▶ [GIVEN TEXT]:
=== Section Start ===

Anti-Phishing, DMARC , Business Continuity Management / Disaster Recovery , Email Threat Protection

Silicon Valley Firm Coupa Hit by W-2 Fraudsters

Fraudsters Fake Out HR by Pretending to be the CEO as Related Attacks Continue
Silicon Valley Firm Coupa Hit by W-2 Fraudsters
Coupa employees pictured in Times Square on Oct. 6, 2016.

Silicon valley firm Coupa on March 6 fell victim to a phishing attack that resulted in sensitive details for all of its 2016 employees falling into a fraudster's hands.

See Also: When Malware Attacks Your IBM i, AIX, and Linux Servers; True Stories From the Field

The company is one of many that have been recently compromised by so-called W-2 attacks, which security experts say can only be reliably prevented by continuing to train their employees properly and regularly testing that training.

Coupa, based in San Mateo, California, provides cloud-based, spending-management software for businesses, and counts Caterpillar, NEC, Salesforce and Staples among its customers. The publicly traded company with 625 employees has confirmed the attack, which it says targeted its human resources department seeking W-2 federal income tax-related documents.

"Coupa was one of numerous companies recently targeted by this 'phishing' scam," a spokesman tells Information Security Media Group. "Upon awareness of the scam, we immediately mitigated the isolated incident and implemented measures to protect affected individuals."

=== Section End ===

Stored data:
=== Section Start ===

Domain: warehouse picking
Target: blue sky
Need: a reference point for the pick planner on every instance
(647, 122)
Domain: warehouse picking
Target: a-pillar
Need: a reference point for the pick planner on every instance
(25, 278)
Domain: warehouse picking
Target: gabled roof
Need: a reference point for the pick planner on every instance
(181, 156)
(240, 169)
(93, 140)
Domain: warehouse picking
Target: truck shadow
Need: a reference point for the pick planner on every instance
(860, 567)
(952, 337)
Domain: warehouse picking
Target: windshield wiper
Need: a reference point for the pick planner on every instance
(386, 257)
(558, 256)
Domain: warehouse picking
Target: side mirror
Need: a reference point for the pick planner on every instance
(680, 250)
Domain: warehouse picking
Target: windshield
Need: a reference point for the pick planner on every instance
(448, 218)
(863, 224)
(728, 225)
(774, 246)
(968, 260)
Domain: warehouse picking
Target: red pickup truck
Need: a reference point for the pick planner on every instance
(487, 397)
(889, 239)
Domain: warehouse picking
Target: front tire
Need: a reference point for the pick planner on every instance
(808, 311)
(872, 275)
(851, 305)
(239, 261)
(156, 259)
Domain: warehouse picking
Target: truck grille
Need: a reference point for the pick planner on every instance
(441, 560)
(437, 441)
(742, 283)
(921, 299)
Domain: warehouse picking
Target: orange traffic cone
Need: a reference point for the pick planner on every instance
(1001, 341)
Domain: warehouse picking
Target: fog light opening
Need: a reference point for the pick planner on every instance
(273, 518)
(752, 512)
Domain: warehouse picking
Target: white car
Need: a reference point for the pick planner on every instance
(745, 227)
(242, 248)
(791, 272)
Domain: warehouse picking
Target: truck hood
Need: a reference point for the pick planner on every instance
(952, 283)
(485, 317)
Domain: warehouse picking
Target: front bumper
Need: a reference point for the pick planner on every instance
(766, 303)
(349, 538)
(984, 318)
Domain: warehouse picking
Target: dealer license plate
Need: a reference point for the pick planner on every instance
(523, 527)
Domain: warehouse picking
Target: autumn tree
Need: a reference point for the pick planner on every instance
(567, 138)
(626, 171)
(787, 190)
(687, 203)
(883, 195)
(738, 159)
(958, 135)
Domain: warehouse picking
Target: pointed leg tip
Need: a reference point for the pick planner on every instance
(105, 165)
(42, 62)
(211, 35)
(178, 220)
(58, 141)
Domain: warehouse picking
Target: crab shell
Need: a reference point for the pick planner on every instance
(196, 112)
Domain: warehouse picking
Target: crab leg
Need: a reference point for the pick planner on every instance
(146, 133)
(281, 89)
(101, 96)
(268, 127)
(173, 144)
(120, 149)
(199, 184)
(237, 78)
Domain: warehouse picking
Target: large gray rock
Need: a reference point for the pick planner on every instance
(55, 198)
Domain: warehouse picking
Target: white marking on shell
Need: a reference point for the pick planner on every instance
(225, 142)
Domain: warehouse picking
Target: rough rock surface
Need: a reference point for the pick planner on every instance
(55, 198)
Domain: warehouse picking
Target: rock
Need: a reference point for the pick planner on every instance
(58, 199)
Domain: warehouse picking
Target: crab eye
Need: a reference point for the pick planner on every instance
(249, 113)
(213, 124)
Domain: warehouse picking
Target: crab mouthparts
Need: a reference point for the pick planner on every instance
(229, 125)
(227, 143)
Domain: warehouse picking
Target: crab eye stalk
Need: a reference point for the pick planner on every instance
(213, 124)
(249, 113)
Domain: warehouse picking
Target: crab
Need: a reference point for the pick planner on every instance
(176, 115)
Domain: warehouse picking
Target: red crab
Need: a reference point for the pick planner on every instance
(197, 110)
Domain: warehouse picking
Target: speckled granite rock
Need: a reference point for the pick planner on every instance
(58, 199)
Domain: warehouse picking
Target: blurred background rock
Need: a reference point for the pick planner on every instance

=== Section End ===

▶ [WHAT TO WORK ON]:
a. In the article on the Coupa W-2 attack, restate the passage starting at "Anti-Phishing, DMARC , Business" and ending at "a fraudster's hands.", substituting "confidential records" for "sensitive details".
b. Decide whether each statement below agrees with the article on the Coupa W-2 attack. Give yes or no for each, with the deciding words of the article quoted exactly.
(i) Coupa is based in San Mateo, California.
(ii) Coupa has more than 1,000 employees.
(iii) The attack targeted Coupa's finance department.
c. Recast the paragraph of the article on the Coupa W-2 attack that begins "Coupa, based in San Mateo" as a list, keeping its main facts.

▶ [ACTIVITY ANSWERS]:
a.
Anti-Phishing, DMARC , Business Continuity Management / Disaster Recovery , Email Threat Protection

Silicon Valley Firm Coupa Hit by W-2 Fraudsters

Fraudsters Fake Out HR by Pretending to be the CEO as Related Attacks Continue
Silicon Valley Firm Coupa Hit by W-2 Fraudsters
Coupa employees pictured in Times Square on Oct. 6, 2016.

Silicon valley firm Coupa on March 6 fell victim to a phishing attack that resulted in confidential records for all of its 2016 employees falling into a fraudster's hands.

b.
(i) Yes: "Coupa, based in San Mateo, California"
(ii) No: "The publicly traded company with 625 employees"
(iii) No: "which it says targeted its human resources department seeking W-2 federal income tax-related documents"

c.
- Coupa is based in San Mateo, California.
- It provides cloud-based spending-management software for businesses.
- Its customers include Caterpillar, NEC, Salesforce and Staples.
- It is publicly traded and has 625 employees.
- It has confirmed the attack, which it says targeted its human resources department to obtain W-2 federal income tax documents.